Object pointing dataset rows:
=-=-=
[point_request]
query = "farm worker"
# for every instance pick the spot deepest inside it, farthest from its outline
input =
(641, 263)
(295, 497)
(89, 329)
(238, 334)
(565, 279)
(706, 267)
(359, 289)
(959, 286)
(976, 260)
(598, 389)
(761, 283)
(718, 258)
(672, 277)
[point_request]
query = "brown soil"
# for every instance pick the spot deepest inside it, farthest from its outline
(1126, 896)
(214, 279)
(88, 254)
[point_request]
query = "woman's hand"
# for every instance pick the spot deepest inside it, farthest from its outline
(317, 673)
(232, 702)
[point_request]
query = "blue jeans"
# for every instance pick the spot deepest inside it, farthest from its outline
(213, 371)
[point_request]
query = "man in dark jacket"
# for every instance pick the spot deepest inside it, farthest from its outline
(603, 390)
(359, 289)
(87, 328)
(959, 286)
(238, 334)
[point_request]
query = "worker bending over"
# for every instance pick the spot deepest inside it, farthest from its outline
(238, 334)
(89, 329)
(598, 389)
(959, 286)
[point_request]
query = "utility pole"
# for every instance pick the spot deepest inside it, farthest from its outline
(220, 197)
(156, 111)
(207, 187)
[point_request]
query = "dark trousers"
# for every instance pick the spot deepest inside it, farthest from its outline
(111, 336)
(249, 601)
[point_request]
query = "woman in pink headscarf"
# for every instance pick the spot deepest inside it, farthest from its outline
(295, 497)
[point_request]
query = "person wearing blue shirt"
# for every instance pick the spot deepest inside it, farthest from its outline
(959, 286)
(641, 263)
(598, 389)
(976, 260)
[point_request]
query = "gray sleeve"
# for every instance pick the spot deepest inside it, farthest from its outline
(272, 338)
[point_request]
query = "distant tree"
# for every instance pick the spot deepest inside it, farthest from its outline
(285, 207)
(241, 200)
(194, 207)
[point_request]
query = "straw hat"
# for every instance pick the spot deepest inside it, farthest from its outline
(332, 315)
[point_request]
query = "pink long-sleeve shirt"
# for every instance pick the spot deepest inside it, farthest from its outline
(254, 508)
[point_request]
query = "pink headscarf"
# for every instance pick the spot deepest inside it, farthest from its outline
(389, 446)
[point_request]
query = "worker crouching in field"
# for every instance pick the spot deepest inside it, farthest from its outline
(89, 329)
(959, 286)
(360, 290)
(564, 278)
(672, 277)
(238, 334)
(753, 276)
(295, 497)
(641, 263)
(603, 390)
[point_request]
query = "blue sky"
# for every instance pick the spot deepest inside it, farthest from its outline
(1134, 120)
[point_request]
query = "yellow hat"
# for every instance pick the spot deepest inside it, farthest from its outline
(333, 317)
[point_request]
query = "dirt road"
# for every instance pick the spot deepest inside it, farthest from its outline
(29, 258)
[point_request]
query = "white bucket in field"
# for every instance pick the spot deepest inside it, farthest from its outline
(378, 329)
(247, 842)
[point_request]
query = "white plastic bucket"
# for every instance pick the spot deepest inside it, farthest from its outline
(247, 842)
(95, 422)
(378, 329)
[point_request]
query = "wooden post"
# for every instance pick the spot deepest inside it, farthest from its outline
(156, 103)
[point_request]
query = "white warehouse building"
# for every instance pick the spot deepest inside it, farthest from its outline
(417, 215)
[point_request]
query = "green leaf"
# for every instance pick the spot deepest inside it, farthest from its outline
=-=-=
Set down the entries verbatim, leaving none out.

= Response for this exercise =
[point_request]
query = "farm worker"
# for every instance pick the spot deepest inside it, farthest from its outline
input =
(641, 263)
(295, 497)
(89, 329)
(238, 334)
(565, 279)
(706, 267)
(359, 289)
(959, 286)
(976, 260)
(598, 389)
(761, 283)
(718, 258)
(672, 277)
[point_request]
query = "brown soil"
# for every instance pick the spot deepest inside it, farthest from its outline
(1126, 896)
(214, 279)
(88, 254)
[point_request]
query = "woman's hand"
# for every instance pick the spot deepest inside it, farthest from its outline
(317, 673)
(232, 702)
[point_request]
query = "blue jeans"
# for every instance pick the spot deepest inside it, farthest from its outline
(213, 371)
[point_request]
query = "man in dark jacket"
# for every instance pick the spot deepest inside it, farthest from its outline
(603, 390)
(359, 289)
(87, 328)
(959, 286)
(238, 334)
[point_request]
query = "worker bending over"
# for every instance pick the spot deepest inside it, farthest from its outline
(238, 334)
(89, 329)
(598, 389)
(959, 286)
[point_request]
query = "utility pole"
# for every instance pick the spot deepest inside it, farthest from its outline
(220, 197)
(156, 111)
(207, 187)
[point_request]
query = "dark trousers"
# for every instance pick the spot deepest inside it, farthest from its outline
(111, 336)
(249, 601)
[point_request]
query = "woman in pink headscarf"
# for every instance pick the spot deepest inside it, farthest from its outline
(295, 497)
[point_request]
query = "person wearing blue shirt"
# for every instance pick the spot deepest inside it, farthest from its outline
(959, 286)
(641, 263)
(598, 389)
(976, 260)
[point_request]
query = "gray sleeve"
# for every instance pick the spot deepest inside it, farthest from its outline
(272, 338)
[point_request]
query = "distant tree"
# for every instance pick the spot deepest inside it, farthest from its outline
(285, 207)
(241, 200)
(194, 207)
[point_request]
query = "straw hat"
# for every instance pick the spot deepest inside it, farthest from its outline
(332, 315)
[point_request]
query = "pink long-sleeve shirt"
# for every instance pick the spot deepest inside it, farthest from its outline
(254, 508)
[point_request]
query = "pink headscarf"
# for every instance pick the spot deepest inside it, farthest from its outline
(389, 446)
[point_request]
query = "worker crouching in field"
# for every instance pick the spot deepest inside it, farthest from its outline
(89, 329)
(959, 286)
(360, 290)
(564, 278)
(672, 277)
(238, 334)
(753, 276)
(295, 497)
(641, 263)
(603, 390)
[point_request]
query = "blue sky"
# for every instance pick the spot deepest inside it, farthest from its outline
(1134, 120)
[point_request]
query = "yellow hat"
# for every instance pick the spot deepest inside it, farthest from its outline
(333, 317)
[point_request]
query = "dirt road"
# for every instance pick the spot deepest inside it, farthest from its outline
(29, 258)
[point_request]
query = "white bucket in field"
# for every instance pick the spot deepest inside it, farthest from its outline
(378, 329)
(247, 842)
[point_request]
query = "white plastic bucket"
# for every instance pick the spot deepest inside it, farthest from its outline
(247, 842)
(95, 422)
(378, 329)
[point_request]
query = "wooden post"
# for every instance pick the spot deepest inside it, farthest from its outline
(156, 103)
[point_request]
query = "white warehouse building"
# for every instance pick the spot deepest inside it, farthest from its outline
(417, 215)
[point_request]
query = "green leaf"
# for every instance pick the spot deepest inside it, farthest from its outline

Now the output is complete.